> Your instructions: Copy the following listing verbatim, keeping every line, mark, and bit of formatting unchanged.
::::
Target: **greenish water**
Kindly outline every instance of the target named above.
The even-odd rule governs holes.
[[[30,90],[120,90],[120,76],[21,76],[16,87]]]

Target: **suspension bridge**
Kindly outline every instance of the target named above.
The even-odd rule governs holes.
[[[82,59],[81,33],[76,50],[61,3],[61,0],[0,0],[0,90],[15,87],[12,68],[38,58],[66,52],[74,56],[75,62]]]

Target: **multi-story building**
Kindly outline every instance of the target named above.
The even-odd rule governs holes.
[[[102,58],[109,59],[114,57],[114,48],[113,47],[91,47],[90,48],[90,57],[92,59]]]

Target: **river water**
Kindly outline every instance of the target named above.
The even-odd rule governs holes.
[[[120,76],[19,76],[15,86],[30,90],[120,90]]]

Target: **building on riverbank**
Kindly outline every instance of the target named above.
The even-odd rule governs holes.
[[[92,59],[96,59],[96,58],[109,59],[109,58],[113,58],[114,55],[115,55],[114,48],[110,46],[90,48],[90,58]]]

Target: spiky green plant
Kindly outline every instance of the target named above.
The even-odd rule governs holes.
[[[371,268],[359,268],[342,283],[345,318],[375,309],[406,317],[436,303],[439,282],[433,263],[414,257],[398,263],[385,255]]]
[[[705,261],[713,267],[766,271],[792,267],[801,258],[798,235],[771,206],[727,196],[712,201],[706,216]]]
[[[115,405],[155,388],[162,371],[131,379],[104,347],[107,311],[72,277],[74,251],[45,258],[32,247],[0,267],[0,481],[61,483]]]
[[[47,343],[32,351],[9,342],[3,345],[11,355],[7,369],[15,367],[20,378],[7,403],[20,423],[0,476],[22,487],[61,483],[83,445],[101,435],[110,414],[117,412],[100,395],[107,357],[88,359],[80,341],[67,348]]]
::::
> Solved problem:
Target: **greenish water**
Kindly outline every instance of the target named above.
The even-odd rule governs holes.
[[[30,90],[120,90],[120,76],[21,76],[16,87]]]

Target: **suspension bridge**
Kindly outline every instance of the target named above.
The even-odd rule governs holes.
[[[82,59],[81,33],[76,50],[61,3],[61,0],[0,0],[0,90],[15,87],[12,68],[38,58],[66,52],[74,56],[75,62]]]

Target: **multi-story building**
Kindly outline every instance of the target named above.
The even-odd rule governs holes.
[[[102,58],[109,59],[114,57],[114,48],[113,47],[91,47],[90,48],[90,57],[92,59]]]

Target: **river water**
Kindly outline every instance of the target named above.
The even-odd rule governs holes.
[[[120,76],[19,76],[15,86],[30,90],[120,90]]]

Target: **building on riverbank**
Kindly outline every instance of the target named above.
The even-odd rule governs holes.
[[[92,59],[96,59],[96,58],[109,59],[109,58],[113,58],[114,55],[115,55],[114,48],[110,46],[90,48],[90,58]]]

Target: spiky green plant
Kindly outline every instance of the target named above.
The even-odd rule governs holes.
[[[371,268],[359,268],[342,283],[345,318],[375,309],[406,317],[436,303],[439,282],[433,263],[414,257],[398,263],[385,255]]]
[[[705,261],[713,267],[766,271],[792,267],[801,258],[798,235],[771,206],[727,196],[712,201],[706,216]]]
[[[115,405],[155,388],[162,371],[131,379],[104,347],[107,311],[72,277],[74,251],[45,258],[32,247],[0,267],[0,481],[61,483]]]
[[[47,343],[32,351],[9,342],[3,345],[11,355],[7,369],[15,367],[20,378],[7,403],[20,423],[0,476],[22,487],[61,483],[83,445],[101,435],[110,414],[117,412],[100,395],[107,357],[88,359],[80,341],[67,348]]]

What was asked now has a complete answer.